## PROBLEM TO SOLVE
Please copy out everything from the line containing "Find the green" down to the line containing "M 258 98 L 262", both of those lines included, character for character and with nothing else added.

## DATA LINES

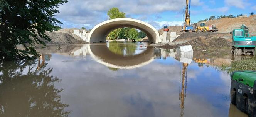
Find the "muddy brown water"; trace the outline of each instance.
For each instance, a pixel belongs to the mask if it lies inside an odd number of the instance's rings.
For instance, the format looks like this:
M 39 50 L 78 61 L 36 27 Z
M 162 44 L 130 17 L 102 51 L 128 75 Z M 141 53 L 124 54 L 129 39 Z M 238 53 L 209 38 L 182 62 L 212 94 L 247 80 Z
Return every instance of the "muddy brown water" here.
M 247 117 L 230 103 L 229 73 L 215 67 L 230 56 L 147 45 L 51 46 L 37 60 L 5 62 L 0 117 Z

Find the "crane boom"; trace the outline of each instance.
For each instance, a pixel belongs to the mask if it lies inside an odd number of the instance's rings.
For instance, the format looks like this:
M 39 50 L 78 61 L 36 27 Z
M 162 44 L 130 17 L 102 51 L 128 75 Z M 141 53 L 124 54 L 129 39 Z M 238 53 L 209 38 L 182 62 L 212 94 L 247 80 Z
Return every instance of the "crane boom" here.
M 183 26 L 183 30 L 186 30 L 186 26 L 190 26 L 190 5 L 191 3 L 191 0 L 186 0 L 186 10 L 185 11 L 185 22 Z

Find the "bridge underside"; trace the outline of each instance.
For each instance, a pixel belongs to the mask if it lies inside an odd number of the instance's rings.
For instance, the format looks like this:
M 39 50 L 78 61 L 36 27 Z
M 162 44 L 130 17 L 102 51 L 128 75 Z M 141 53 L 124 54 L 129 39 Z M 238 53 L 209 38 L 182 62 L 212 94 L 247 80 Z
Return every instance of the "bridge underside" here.
M 157 31 L 150 24 L 137 20 L 121 18 L 108 20 L 95 26 L 90 32 L 87 41 L 92 43 L 106 41 L 111 31 L 119 28 L 130 27 L 139 29 L 147 34 L 150 42 L 158 43 L 160 39 Z

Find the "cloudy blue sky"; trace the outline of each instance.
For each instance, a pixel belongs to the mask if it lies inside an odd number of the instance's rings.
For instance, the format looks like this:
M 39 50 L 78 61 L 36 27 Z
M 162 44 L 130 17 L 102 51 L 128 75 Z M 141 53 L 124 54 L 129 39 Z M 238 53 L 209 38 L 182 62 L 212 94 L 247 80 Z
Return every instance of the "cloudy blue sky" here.
M 191 0 L 192 22 L 232 14 L 256 13 L 255 0 Z M 56 18 L 63 28 L 85 27 L 91 29 L 108 19 L 111 8 L 118 8 L 128 18 L 147 22 L 159 29 L 163 26 L 181 25 L 183 0 L 69 0 L 59 8 Z

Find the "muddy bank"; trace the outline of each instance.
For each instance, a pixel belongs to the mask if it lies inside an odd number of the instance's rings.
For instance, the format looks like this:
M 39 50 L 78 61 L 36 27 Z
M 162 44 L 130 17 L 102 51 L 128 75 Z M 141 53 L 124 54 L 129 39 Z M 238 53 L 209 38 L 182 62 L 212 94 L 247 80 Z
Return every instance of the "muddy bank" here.
M 230 53 L 232 35 L 227 33 L 187 32 L 182 34 L 168 44 L 175 47 L 191 45 L 193 50 L 208 55 L 225 55 Z M 154 44 L 151 46 L 165 48 L 164 44 Z

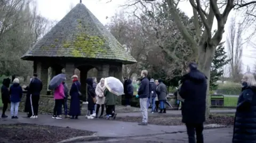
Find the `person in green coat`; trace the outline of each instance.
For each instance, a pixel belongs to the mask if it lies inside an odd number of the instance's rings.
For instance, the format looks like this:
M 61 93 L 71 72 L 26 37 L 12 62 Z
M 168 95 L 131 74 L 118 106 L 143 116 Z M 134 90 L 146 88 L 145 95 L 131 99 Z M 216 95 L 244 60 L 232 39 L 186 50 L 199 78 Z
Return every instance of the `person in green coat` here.
M 107 119 L 113 117 L 113 119 L 115 119 L 116 114 L 115 112 L 115 105 L 116 105 L 116 95 L 106 88 L 104 91 L 104 96 L 105 96 L 105 104 L 106 105 L 106 113 L 107 114 Z

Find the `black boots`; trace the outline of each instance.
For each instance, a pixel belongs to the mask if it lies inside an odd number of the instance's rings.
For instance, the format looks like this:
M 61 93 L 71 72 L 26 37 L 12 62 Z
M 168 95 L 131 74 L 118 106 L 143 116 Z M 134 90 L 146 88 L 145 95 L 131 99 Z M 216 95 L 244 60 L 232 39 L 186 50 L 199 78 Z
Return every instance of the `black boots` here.
M 163 113 L 163 110 L 161 109 L 160 111 L 158 112 L 158 113 Z
M 2 114 L 2 118 L 6 118 L 8 116 L 5 115 L 5 114 Z
M 166 108 L 164 108 L 164 112 L 163 113 L 166 113 Z
M 158 113 L 166 113 L 166 108 L 164 108 L 164 112 L 163 112 L 163 110 L 161 109 L 160 112 L 158 112 Z

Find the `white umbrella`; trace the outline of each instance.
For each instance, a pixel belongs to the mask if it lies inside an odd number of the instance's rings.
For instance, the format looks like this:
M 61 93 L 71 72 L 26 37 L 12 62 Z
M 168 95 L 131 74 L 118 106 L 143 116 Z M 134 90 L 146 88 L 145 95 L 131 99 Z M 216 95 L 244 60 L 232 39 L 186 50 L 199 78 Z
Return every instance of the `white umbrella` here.
M 104 84 L 110 92 L 117 96 L 124 95 L 124 86 L 119 79 L 112 77 L 106 78 Z

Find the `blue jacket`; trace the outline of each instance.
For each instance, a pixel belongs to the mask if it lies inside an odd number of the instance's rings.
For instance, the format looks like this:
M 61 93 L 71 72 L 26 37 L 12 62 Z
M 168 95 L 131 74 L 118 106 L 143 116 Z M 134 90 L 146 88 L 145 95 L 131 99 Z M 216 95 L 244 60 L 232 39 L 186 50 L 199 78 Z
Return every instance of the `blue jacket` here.
M 13 83 L 10 88 L 10 95 L 11 96 L 11 102 L 17 103 L 20 102 L 22 97 L 23 90 L 19 83 Z
M 149 91 L 149 80 L 147 77 L 144 77 L 141 80 L 140 87 L 138 90 L 139 98 L 148 98 Z

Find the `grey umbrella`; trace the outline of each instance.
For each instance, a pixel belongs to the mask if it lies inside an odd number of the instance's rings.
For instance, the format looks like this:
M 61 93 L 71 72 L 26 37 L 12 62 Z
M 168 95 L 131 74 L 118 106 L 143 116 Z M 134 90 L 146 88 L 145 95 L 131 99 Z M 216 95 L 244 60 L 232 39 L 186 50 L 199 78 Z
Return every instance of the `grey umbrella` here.
M 58 87 L 62 82 L 66 80 L 66 74 L 60 73 L 54 76 L 50 81 L 48 89 L 53 90 Z

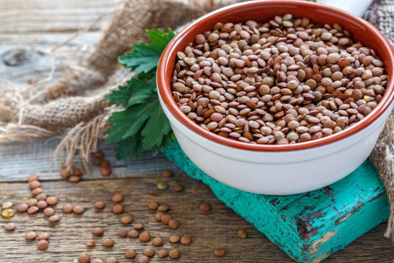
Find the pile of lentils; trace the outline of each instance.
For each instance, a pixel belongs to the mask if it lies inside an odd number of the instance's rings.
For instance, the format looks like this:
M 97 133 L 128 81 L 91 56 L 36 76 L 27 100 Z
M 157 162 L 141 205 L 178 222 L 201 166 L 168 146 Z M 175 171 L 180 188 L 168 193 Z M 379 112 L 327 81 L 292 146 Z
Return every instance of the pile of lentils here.
M 250 143 L 286 144 L 339 132 L 385 93 L 375 52 L 338 24 L 290 14 L 267 23 L 218 23 L 177 53 L 180 110 L 203 129 Z

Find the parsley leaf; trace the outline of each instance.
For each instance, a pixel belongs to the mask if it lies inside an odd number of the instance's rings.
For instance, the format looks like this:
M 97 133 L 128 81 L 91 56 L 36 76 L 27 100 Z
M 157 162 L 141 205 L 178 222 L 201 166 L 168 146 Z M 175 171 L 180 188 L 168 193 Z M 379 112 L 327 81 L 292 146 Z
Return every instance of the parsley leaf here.
M 151 43 L 134 44 L 131 51 L 118 59 L 137 76 L 105 97 L 124 108 L 108 119 L 111 126 L 107 141 L 118 144 L 118 159 L 137 158 L 146 150 L 157 154 L 175 139 L 156 92 L 159 60 L 175 34 L 170 29 L 167 33 L 161 29 L 147 30 L 146 33 Z

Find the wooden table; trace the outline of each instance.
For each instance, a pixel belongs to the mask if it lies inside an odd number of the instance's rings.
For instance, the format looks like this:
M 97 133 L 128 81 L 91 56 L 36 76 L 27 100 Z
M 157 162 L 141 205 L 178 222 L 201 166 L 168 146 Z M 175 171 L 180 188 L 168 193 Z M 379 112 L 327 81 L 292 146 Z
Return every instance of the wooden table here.
M 96 0 L 57 1 L 0 0 L 0 77 L 10 78 L 16 85 L 22 86 L 31 78 L 45 78 L 50 68 L 49 58 L 33 55 L 34 59 L 17 66 L 5 65 L 4 52 L 15 49 L 17 45 L 28 45 L 49 50 L 64 40 L 75 31 L 86 27 L 101 13 L 113 10 L 112 1 Z M 108 18 L 100 25 L 105 25 Z M 99 27 L 78 37 L 67 45 L 72 51 L 81 45 L 93 45 L 100 35 Z M 1 87 L 0 87 L 1 90 Z M 138 160 L 116 161 L 113 146 L 102 143 L 106 158 L 109 160 L 113 174 L 108 177 L 100 175 L 95 168 L 91 175 L 85 174 L 81 182 L 73 184 L 64 181 L 59 175 L 60 160 L 53 161 L 52 155 L 59 139 L 24 143 L 0 145 L 0 203 L 11 201 L 14 204 L 27 200 L 32 196 L 26 181 L 32 173 L 40 175 L 42 188 L 48 195 L 59 199 L 55 206 L 62 214 L 63 204 L 70 202 L 83 205 L 86 209 L 82 215 L 63 214 L 56 224 L 49 223 L 42 212 L 29 215 L 17 213 L 13 217 L 0 217 L 0 262 L 73 262 L 81 252 L 86 252 L 92 258 L 105 261 L 110 255 L 118 257 L 119 262 L 127 260 L 124 256 L 127 248 L 134 248 L 137 255 L 142 249 L 151 246 L 150 242 L 142 243 L 136 239 L 121 238 L 118 233 L 130 229 L 122 225 L 120 215 L 110 212 L 111 197 L 116 193 L 125 196 L 124 214 L 130 214 L 133 222 L 143 223 L 145 229 L 153 236 L 160 235 L 164 239 L 163 247 L 176 248 L 181 251 L 180 262 L 292 262 L 283 251 L 271 243 L 263 234 L 256 230 L 242 218 L 219 201 L 209 188 L 201 183 L 183 174 L 180 169 L 163 155 L 151 157 L 146 153 Z M 175 175 L 169 178 L 161 175 L 164 169 L 171 169 Z M 170 187 L 159 190 L 156 184 L 166 182 Z M 185 190 L 176 193 L 171 187 L 177 183 Z M 103 211 L 93 208 L 97 200 L 106 202 Z M 157 200 L 170 205 L 169 212 L 180 223 L 177 230 L 169 230 L 153 219 L 154 212 L 146 203 Z M 212 209 L 202 212 L 199 204 L 209 203 Z M 6 232 L 3 226 L 8 222 L 16 224 L 16 229 Z M 112 248 L 104 248 L 100 244 L 102 237 L 93 236 L 92 229 L 101 226 L 104 229 L 104 237 L 111 237 L 115 242 Z M 357 226 L 355 226 L 357 228 Z M 343 250 L 331 256 L 327 262 L 392 262 L 394 249 L 391 241 L 383 236 L 386 226 L 382 224 L 359 238 Z M 249 233 L 242 239 L 236 233 L 244 228 Z M 51 234 L 50 245 L 45 251 L 38 250 L 35 242 L 26 241 L 25 234 L 30 230 L 47 231 Z M 192 243 L 189 245 L 171 244 L 168 237 L 173 233 L 189 235 Z M 97 246 L 88 248 L 86 242 L 93 238 Z M 227 251 L 224 258 L 215 258 L 212 250 L 222 247 Z M 151 262 L 166 261 L 168 258 L 157 256 Z M 104 261 L 105 262 L 105 261 Z

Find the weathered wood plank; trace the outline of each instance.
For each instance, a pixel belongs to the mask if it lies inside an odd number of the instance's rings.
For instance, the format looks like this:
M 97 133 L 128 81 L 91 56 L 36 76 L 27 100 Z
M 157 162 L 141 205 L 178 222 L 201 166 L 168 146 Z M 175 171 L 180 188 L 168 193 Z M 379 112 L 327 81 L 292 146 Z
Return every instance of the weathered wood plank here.
M 31 173 L 39 174 L 44 180 L 58 180 L 60 166 L 65 155 L 54 161 L 52 155 L 59 143 L 58 139 L 47 141 L 32 141 L 0 144 L 0 182 L 13 182 L 25 180 Z M 98 167 L 92 166 L 91 174 L 85 174 L 83 180 L 135 177 L 144 178 L 146 174 L 158 174 L 163 170 L 180 170 L 163 154 L 152 156 L 150 152 L 144 153 L 138 159 L 117 161 L 114 146 L 102 143 L 100 149 L 109 161 L 113 169 L 113 175 L 104 177 L 99 172 Z M 79 166 L 78 157 L 75 160 L 76 167 Z
M 0 0 L 0 33 L 70 32 L 84 29 L 99 15 L 114 10 L 115 1 L 97 0 Z M 103 18 L 93 28 L 99 29 Z
M 180 182 L 185 186 L 185 190 L 176 193 L 169 189 L 158 190 L 156 184 L 162 181 L 166 181 L 170 185 Z M 152 235 L 164 237 L 163 247 L 180 249 L 181 257 L 179 262 L 292 262 L 263 234 L 218 200 L 208 187 L 187 176 L 178 174 L 166 179 L 157 175 L 146 175 L 143 180 L 138 178 L 99 180 L 77 184 L 47 182 L 43 183 L 42 187 L 48 195 L 56 195 L 59 197 L 59 202 L 55 208 L 57 213 L 61 213 L 62 204 L 67 202 L 84 205 L 86 208 L 85 213 L 81 215 L 63 215 L 60 222 L 55 225 L 49 224 L 42 212 L 33 215 L 17 213 L 10 219 L 0 218 L 0 247 L 2 248 L 0 250 L 0 262 L 70 263 L 79 253 L 87 252 L 102 260 L 109 256 L 116 256 L 120 262 L 125 262 L 123 253 L 127 248 L 135 249 L 138 254 L 141 255 L 142 249 L 150 246 L 150 242 L 142 243 L 135 239 L 120 238 L 117 235 L 120 230 L 131 229 L 130 226 L 119 223 L 120 216 L 109 212 L 112 195 L 121 193 L 125 197 L 124 214 L 132 215 L 134 222 L 145 224 L 146 230 Z M 31 197 L 27 183 L 0 183 L 0 193 L 1 203 L 6 200 L 17 203 Z M 104 211 L 97 211 L 93 208 L 93 202 L 98 200 L 106 201 L 107 207 Z M 153 212 L 149 210 L 145 204 L 153 200 L 170 206 L 169 213 L 181 224 L 178 230 L 169 230 L 153 220 Z M 199 211 L 198 205 L 203 202 L 211 205 L 211 211 Z M 16 224 L 17 228 L 12 232 L 6 232 L 3 226 L 11 221 Z M 104 236 L 114 240 L 114 247 L 103 248 L 100 243 L 102 237 L 94 237 L 91 233 L 91 229 L 95 226 L 103 227 Z M 241 239 L 236 236 L 236 231 L 240 228 L 247 230 L 247 238 Z M 392 262 L 394 251 L 391 242 L 382 236 L 384 228 L 384 224 L 381 225 L 331 256 L 325 262 Z M 50 245 L 47 251 L 39 251 L 35 242 L 25 240 L 25 234 L 29 230 L 50 233 Z M 190 235 L 192 243 L 188 246 L 171 244 L 168 237 L 173 233 Z M 88 249 L 85 242 L 91 238 L 96 240 L 97 246 Z M 213 257 L 212 249 L 216 247 L 226 249 L 224 258 Z M 155 256 L 151 262 L 168 260 L 168 258 L 161 259 Z M 135 260 L 126 260 L 130 261 Z

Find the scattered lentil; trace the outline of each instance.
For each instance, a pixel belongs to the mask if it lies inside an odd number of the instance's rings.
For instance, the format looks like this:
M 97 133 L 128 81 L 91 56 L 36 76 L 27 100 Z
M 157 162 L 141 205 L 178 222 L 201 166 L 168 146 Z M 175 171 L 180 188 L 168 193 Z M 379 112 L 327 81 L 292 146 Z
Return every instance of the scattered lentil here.
M 121 202 L 123 200 L 123 196 L 120 194 L 115 194 L 112 196 L 112 201 L 116 203 Z
M 149 241 L 151 239 L 151 233 L 146 231 L 144 231 L 139 234 L 138 237 L 141 241 L 147 242 Z
M 104 232 L 104 230 L 102 229 L 102 228 L 96 227 L 95 228 L 93 228 L 93 229 L 92 230 L 92 232 L 95 235 L 101 235 Z
M 81 263 L 89 263 L 90 262 L 90 256 L 87 253 L 81 253 L 78 256 L 78 260 Z
M 216 257 L 223 257 L 226 254 L 226 250 L 223 248 L 214 248 L 213 255 Z
M 123 212 L 123 205 L 121 203 L 116 203 L 112 206 L 112 212 L 114 214 L 120 214 Z
M 173 172 L 171 170 L 164 170 L 162 173 L 163 176 L 164 177 L 170 177 L 172 176 Z
M 248 232 L 243 229 L 240 229 L 237 231 L 237 235 L 241 238 L 246 238 L 248 236 Z
M 44 239 L 47 240 L 49 238 L 49 233 L 47 232 L 42 232 L 38 234 L 38 240 L 41 240 Z
M 41 240 L 38 240 L 36 244 L 37 245 L 37 248 L 38 249 L 40 250 L 45 250 L 48 248 L 48 246 L 49 245 L 49 243 L 48 243 L 47 240 L 42 239 Z
M 127 249 L 125 252 L 125 256 L 126 258 L 134 258 L 136 254 L 135 250 L 134 249 Z
M 169 252 L 168 252 L 168 255 L 171 259 L 177 259 L 180 256 L 181 252 L 179 249 L 170 249 Z
M 155 246 L 161 246 L 164 242 L 163 237 L 161 236 L 155 236 L 152 240 L 152 243 Z
M 72 212 L 72 205 L 70 203 L 66 203 L 63 205 L 63 212 L 66 214 L 69 214 Z
M 172 235 L 169 237 L 169 241 L 171 243 L 178 243 L 181 240 L 181 236 L 178 235 Z
M 189 245 L 192 242 L 192 238 L 190 236 L 184 236 L 181 237 L 181 244 Z
M 108 257 L 105 260 L 105 263 L 117 263 L 118 258 L 116 257 Z
M 93 239 L 89 239 L 86 242 L 86 245 L 91 247 L 94 247 L 96 246 L 96 242 Z
M 114 241 L 111 238 L 104 238 L 102 243 L 104 247 L 109 247 L 114 245 Z
M 157 251 L 157 256 L 159 258 L 164 258 L 168 255 L 168 252 L 166 249 L 159 249 Z
M 16 227 L 16 225 L 15 225 L 14 223 L 12 222 L 7 223 L 4 226 L 4 228 L 5 228 L 5 230 L 7 231 L 13 231 L 14 229 L 15 229 Z
M 26 239 L 28 240 L 33 240 L 33 239 L 35 239 L 37 233 L 33 231 L 30 231 L 30 232 L 26 233 L 25 237 L 26 238 Z
M 72 207 L 72 212 L 75 214 L 82 214 L 85 211 L 85 208 L 79 204 L 76 204 Z
M 152 257 L 155 255 L 155 250 L 151 247 L 146 247 L 142 250 L 142 254 L 147 257 Z
M 168 185 L 164 182 L 161 182 L 157 184 L 157 188 L 161 190 L 165 190 L 168 187 Z
M 211 210 L 211 206 L 207 203 L 202 203 L 198 206 L 198 208 L 201 211 L 203 211 L 204 212 Z

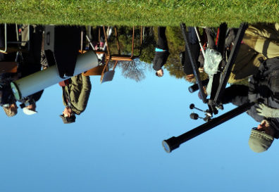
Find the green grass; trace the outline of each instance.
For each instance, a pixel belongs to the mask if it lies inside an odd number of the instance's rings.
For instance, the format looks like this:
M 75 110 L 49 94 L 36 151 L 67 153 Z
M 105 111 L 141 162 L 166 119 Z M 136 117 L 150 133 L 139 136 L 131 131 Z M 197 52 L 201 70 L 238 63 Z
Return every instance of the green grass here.
M 217 26 L 279 21 L 275 0 L 0 0 L 0 23 Z

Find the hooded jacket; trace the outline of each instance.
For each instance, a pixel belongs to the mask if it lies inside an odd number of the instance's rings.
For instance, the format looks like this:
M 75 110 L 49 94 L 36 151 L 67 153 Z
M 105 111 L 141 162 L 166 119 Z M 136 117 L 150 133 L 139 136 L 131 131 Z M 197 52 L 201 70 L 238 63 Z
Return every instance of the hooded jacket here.
M 258 98 L 262 103 L 273 108 L 279 109 L 279 57 L 268 59 L 262 63 L 258 72 L 249 78 L 248 87 L 232 85 L 225 90 L 223 103 L 232 103 L 241 105 Z M 258 115 L 258 104 L 252 106 L 247 114 L 260 122 L 266 119 Z M 268 118 L 271 127 L 275 130 L 275 138 L 279 138 L 279 117 Z

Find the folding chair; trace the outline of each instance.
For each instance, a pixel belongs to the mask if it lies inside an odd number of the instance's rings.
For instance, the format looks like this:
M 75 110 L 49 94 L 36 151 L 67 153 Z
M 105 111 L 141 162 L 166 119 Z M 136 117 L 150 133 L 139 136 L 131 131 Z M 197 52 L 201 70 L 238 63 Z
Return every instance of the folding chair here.
M 140 56 L 142 53 L 142 30 L 143 30 L 143 26 L 141 26 L 141 30 L 140 30 L 140 53 L 138 55 L 134 55 L 134 48 L 135 48 L 135 27 L 132 27 L 132 50 L 131 50 L 131 55 L 122 55 L 120 54 L 120 46 L 119 46 L 119 41 L 118 41 L 118 31 L 117 28 L 115 27 L 114 27 L 114 31 L 115 31 L 115 35 L 117 41 L 117 47 L 118 47 L 118 54 L 111 54 L 111 51 L 109 50 L 109 46 L 108 43 L 108 39 L 106 37 L 106 33 L 104 32 L 104 36 L 105 36 L 105 40 L 106 43 L 108 45 L 107 48 L 107 55 L 106 56 L 106 66 L 108 65 L 108 62 L 110 60 L 114 60 L 114 65 L 113 68 L 112 70 L 108 70 L 105 72 L 105 69 L 106 68 L 104 68 L 102 75 L 101 77 L 101 83 L 105 82 L 109 82 L 111 81 L 113 78 L 114 76 L 114 70 L 118 63 L 118 61 L 121 60 L 133 60 L 135 58 L 137 58 Z M 103 27 L 104 31 L 105 31 L 105 27 Z
M 21 49 L 16 49 L 13 47 L 8 47 L 8 44 L 18 44 L 20 45 L 22 43 L 27 43 L 27 51 L 30 50 L 30 25 L 27 25 L 28 27 L 28 32 L 27 32 L 27 41 L 20 41 L 19 40 L 19 35 L 18 35 L 18 26 L 16 24 L 16 41 L 8 41 L 8 34 L 7 34 L 7 24 L 4 24 L 4 49 L 0 49 L 0 53 L 8 53 L 11 52 L 16 52 L 18 51 L 23 51 Z M 3 49 L 2 47 L 1 49 Z

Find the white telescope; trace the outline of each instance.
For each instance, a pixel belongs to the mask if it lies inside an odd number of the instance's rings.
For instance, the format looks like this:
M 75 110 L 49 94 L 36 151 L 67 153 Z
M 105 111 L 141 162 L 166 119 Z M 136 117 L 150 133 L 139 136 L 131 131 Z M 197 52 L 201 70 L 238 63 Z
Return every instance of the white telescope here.
M 94 51 L 89 51 L 79 55 L 77 58 L 73 76 L 79 75 L 99 65 L 98 58 Z M 32 95 L 51 85 L 65 79 L 59 76 L 56 65 L 37 72 L 11 83 L 13 93 L 16 100 Z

## EXPECTED OUTPUT
Find the green grass; trace the outline of each instance.
For each instance, a pixel belongs to the mask if it lies inside an odd number of the instance's rings.
For instance, the format looks like this:
M 75 110 L 49 94 L 36 151 L 67 153 Z
M 105 111 L 141 162 L 166 119 Z M 136 117 L 150 133 L 139 136 L 131 131 Z M 197 52 L 201 70 L 238 63 Z
Return every instance of the green grass here.
M 217 26 L 279 21 L 275 0 L 0 0 L 0 23 Z

Find the hooded jacket; trace the outline of each instance.
For each instance, a pixel belongs to the mask if it lies inside an odd number of the instance's rings.
For instance, the format looks like this:
M 75 110 L 49 94 L 36 151 L 67 153 Z
M 105 111 L 141 162 L 166 119 Z M 136 117 L 150 133 L 139 136 L 131 131 Z M 197 52 L 201 70 L 238 63 Z
Return every instance of the hooded jacket here.
M 258 98 L 262 103 L 273 108 L 279 109 L 279 57 L 268 59 L 262 63 L 258 72 L 249 78 L 248 87 L 232 85 L 225 90 L 223 103 L 232 103 L 241 105 Z M 258 115 L 258 104 L 252 106 L 247 114 L 260 122 L 266 119 Z M 268 118 L 271 127 L 275 130 L 275 138 L 279 138 L 279 117 Z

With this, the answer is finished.